Beneath the church is a chapel representing the alleged apparition of the Virgin to the young girl Bernadette Soubirons in a grotto near Lourdes, France, in 1858, at which time a miracle-working fountain is said to have commenced to gush out of the rock, and still continues making miraculous cures.
L'Église St. Jacques near by, stands on the site of the former Roman Cathedral, and is a highly fashionable French place of worship. Its spire is the highest in the city, slightly exceeding the towers of Notre Dame. The new transept is a handsome piece of Gothic.
St. Patrick's, “the Irish Cathedral,” on St. Alexander Street, is a grand specimen of early French Gothic, both in and out. The quaint stone façade, with rose window, and the massive but still open spire, are truly notable for their combination of grace and power.
Other notable Roman Catholic Churches are: The Church of the Sacred Heart, the Chapel of the Congregation Nuns, St. Henri Parish Church, Ste. Cunegonde Parish Church.
At this point we ought not to overlook the earliest synagogue. Jews appear in Montreal very soon after[Pg 75] the Conquest (at least, as early as 1765, and probably with the British entry). Their first synagogue building was on Notre Dame Street, west of the Court House Square, where the tablet reads: “Here stood the first Synagogue of Canada, erected in 1777, A.M. 5557, by the Spanish and Portuguese Jewish Congregation 'Shearith Israel;' founded 1768.”
There are now five synagogues in the place. That of the Spanish rite on Stanley Street is remarkable as a specimen, especially within, of Ægypto-Judean architecture. Four magnificent stone Egyptian columns support the portico.
Here, again, the sharp division of Roman Catholic and Protestant comes in, though the charity of some of the institutions is broader than their denominational limits. There is nothing of which Montreal can be prouder than the large-heartedness of many of her wealthy citizens. There are only two kinds of men worth considering—the generous and the mean. Montreal has had, like other places, some conspicuously mean millionaires; but no town has had a greater proportion of generous ones, and these she delights to keep remembered.
The Victoria Hospital, though new, stands at the head of all. The gift of two citizens, Sir Donald Smith and Lord Mount-Stephen, it dominates the city from the top of University Street, on a shoulder of Mount Royal, at the eastern edge of the park. It is a huge and[Pg 77] most picturesque building of uncut limestone, resembling some castellated Scotch palace. The style, in fact, is Scottish Baronial. The cost was over $1,000,000, apart from the land, which was contributed by the city. The Hospital occupies one of the most commanding situations possible. On approach, it is found to consist of a magnificent main building situated across a court-yard, the sides of which are formed by long, tall, narrow wings boldly standing forward, their appearance of height enhanced by a pair of tall turrets at the front corners of each, and also by the slope of the hillside. The interior is constructed and managed on the most modern hospital plans and principles.

= Data =

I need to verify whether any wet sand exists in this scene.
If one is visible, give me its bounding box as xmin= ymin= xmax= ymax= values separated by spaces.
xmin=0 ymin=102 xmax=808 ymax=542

= What to work on =
Please write out the Montreal churches text from "L'Église St. Jacques" up to and including "Cunegonde Parish Church.".

= Written answer =
L'Église St. Jacques near by, stands on the site of the former Roman Cathedral, and is a highly fashionable French place of worship. Its spire is the highest in the city, slightly exceeding the towers of Notre Dame. The new transept is a handsome piece of Gothic.
St. Patrick's, “the Irish Cathedral,” on St. Alexander Street, is a grand specimen of early French Gothic, both in and out. The quaint stone façade, with rose window, and the massive but still open spire, are truly notable for their combination of grace and power.
Other notable Roman Catholic Churches are: The Church of the Sacred Heart, the Chapel of the Congregation Nuns, St. Henri Parish Church, Ste. Cunegonde Parish Church.